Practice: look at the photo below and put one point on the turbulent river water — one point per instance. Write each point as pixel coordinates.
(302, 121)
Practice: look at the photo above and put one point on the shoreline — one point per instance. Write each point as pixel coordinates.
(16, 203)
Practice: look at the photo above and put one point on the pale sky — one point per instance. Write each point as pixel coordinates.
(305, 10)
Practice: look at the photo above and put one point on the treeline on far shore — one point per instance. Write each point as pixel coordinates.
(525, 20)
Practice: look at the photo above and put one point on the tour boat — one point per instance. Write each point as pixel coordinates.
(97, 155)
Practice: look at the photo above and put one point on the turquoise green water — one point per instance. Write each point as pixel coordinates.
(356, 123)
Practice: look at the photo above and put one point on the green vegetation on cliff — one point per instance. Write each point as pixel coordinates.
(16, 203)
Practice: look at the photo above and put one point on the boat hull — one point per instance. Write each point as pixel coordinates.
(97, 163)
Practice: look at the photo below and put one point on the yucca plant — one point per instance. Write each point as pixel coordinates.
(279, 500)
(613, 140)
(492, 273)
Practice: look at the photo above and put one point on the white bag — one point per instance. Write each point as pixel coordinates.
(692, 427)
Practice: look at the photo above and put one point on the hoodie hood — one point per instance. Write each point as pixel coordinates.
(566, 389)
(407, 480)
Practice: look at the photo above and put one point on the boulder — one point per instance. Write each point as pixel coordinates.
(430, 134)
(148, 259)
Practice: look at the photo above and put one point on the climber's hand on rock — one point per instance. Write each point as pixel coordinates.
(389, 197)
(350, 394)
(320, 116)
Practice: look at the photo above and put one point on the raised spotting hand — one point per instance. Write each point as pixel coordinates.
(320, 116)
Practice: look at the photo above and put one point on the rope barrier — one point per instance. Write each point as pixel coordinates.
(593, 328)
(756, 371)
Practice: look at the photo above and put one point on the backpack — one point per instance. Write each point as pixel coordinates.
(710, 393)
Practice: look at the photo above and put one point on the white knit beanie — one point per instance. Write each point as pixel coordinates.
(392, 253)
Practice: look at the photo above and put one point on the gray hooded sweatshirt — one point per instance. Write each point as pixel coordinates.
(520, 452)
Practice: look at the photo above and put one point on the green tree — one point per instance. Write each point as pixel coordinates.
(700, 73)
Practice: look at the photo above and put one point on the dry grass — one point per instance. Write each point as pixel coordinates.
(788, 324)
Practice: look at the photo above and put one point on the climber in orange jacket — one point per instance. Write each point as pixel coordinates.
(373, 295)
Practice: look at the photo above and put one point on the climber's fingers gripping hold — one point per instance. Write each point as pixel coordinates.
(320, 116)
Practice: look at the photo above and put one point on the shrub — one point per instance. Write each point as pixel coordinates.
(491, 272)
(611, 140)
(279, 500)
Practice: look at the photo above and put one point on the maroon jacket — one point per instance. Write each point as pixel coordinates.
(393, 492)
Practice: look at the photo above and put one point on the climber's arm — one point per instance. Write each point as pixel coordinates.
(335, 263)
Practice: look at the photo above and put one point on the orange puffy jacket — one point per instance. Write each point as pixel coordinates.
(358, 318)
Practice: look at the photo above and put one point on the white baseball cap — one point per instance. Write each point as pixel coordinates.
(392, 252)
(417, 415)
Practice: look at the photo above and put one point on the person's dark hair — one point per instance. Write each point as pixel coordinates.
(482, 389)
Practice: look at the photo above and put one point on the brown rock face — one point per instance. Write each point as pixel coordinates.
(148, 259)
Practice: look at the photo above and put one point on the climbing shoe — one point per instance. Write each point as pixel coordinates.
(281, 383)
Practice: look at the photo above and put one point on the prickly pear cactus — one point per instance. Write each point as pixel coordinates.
...
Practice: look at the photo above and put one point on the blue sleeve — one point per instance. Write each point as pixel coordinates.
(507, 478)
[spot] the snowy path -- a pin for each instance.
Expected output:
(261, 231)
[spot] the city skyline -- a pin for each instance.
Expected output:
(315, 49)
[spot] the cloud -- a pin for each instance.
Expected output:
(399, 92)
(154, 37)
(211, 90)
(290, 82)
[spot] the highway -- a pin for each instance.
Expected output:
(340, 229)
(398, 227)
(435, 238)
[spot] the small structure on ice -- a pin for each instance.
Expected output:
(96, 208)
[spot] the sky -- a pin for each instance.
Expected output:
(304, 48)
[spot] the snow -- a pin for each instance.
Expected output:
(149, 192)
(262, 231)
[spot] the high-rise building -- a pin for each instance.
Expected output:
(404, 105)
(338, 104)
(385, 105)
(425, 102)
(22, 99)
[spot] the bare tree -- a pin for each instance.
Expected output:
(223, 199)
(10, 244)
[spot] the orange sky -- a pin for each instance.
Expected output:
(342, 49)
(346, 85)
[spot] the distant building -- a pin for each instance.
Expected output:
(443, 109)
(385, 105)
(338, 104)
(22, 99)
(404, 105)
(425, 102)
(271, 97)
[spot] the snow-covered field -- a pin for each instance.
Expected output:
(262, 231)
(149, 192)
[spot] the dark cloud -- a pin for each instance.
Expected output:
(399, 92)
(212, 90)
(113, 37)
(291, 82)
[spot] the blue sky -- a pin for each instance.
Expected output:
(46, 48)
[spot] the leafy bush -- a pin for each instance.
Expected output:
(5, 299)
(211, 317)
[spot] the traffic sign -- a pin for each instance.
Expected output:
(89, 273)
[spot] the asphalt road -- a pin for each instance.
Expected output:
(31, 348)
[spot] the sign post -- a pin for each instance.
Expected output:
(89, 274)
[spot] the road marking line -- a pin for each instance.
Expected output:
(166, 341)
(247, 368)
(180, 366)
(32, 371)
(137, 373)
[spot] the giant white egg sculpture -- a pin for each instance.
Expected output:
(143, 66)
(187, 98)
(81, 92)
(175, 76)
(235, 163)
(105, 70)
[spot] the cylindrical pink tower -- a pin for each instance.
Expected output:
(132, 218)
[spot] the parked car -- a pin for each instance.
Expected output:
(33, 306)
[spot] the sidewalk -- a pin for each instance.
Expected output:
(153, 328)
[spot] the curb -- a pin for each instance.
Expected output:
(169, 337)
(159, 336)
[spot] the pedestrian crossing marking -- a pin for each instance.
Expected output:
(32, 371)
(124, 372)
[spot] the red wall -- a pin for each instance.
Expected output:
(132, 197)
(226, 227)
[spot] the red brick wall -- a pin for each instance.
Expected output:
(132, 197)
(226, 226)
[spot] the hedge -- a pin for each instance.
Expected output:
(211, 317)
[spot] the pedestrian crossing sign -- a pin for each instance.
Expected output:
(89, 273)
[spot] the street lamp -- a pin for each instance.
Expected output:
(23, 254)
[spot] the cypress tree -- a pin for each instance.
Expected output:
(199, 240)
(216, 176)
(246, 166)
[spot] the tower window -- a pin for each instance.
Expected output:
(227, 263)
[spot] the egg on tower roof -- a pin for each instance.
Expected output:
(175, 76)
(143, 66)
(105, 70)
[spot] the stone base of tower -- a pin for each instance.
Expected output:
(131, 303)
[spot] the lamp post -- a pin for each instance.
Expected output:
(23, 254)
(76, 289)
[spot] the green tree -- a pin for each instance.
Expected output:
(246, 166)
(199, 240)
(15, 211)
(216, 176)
---
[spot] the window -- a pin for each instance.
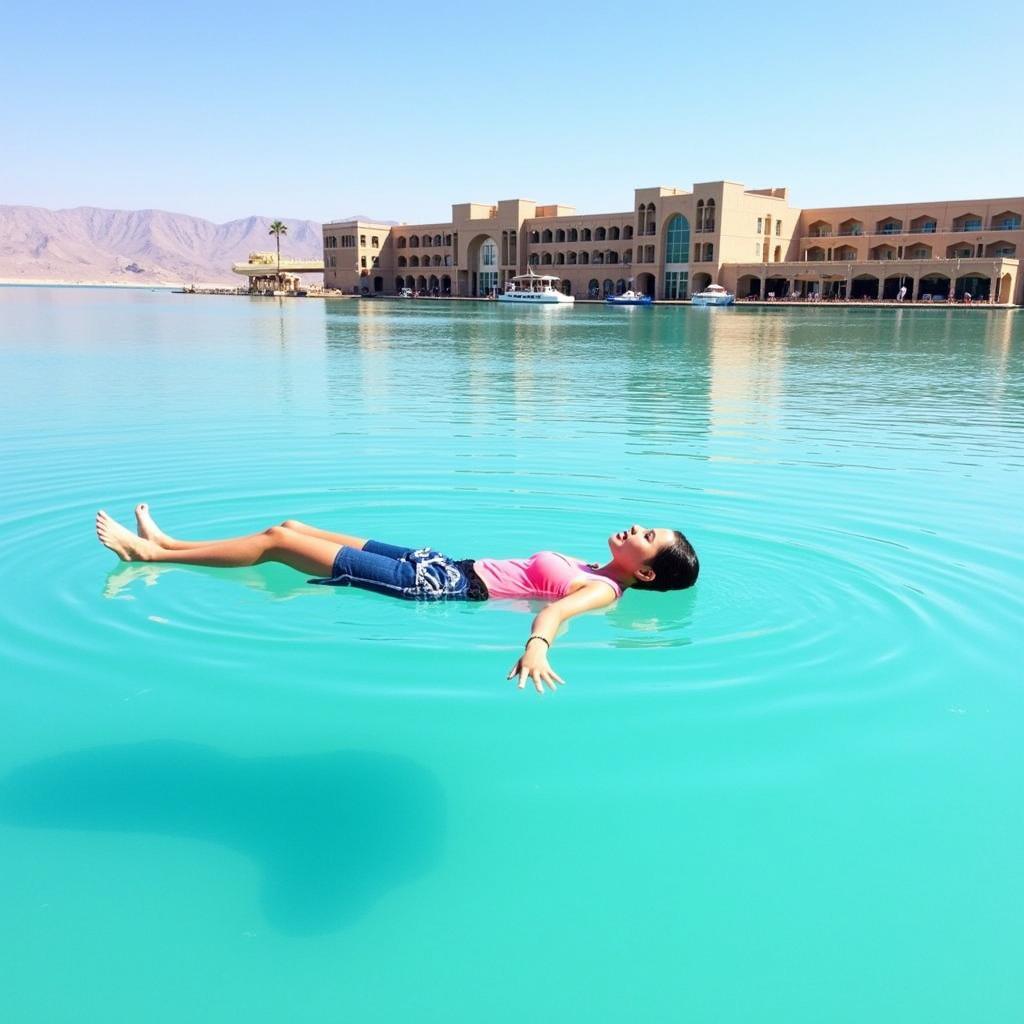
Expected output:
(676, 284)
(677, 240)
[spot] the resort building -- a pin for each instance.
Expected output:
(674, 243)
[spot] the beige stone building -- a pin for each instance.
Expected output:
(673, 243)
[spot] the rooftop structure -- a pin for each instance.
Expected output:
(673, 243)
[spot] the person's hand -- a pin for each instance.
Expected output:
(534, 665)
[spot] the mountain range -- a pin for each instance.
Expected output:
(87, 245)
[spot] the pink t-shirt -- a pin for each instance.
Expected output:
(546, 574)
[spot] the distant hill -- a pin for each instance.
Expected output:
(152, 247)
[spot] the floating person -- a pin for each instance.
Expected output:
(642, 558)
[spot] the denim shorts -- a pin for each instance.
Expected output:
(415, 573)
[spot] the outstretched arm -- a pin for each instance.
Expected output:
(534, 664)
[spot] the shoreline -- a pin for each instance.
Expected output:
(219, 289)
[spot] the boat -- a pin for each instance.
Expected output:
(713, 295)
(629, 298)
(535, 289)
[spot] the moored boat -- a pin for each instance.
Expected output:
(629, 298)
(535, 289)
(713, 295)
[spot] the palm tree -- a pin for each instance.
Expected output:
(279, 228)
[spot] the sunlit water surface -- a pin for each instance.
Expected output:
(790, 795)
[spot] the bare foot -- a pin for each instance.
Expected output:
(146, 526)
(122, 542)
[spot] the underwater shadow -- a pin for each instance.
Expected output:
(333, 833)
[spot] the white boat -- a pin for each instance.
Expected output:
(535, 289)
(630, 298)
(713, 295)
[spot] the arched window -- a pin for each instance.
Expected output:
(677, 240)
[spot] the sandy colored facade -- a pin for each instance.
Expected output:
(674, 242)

DESCRIPTION OF THE TASK => Note every line of the entries in which "sign" appears, and copy it down.

EXERCISE OUTPUT =>
[spot] the traffic sign -- a pin for each instance.
[spot] the sign post -- a pin for each instance.
[spot] the pedestrian crossing sign -- a pin for each instance.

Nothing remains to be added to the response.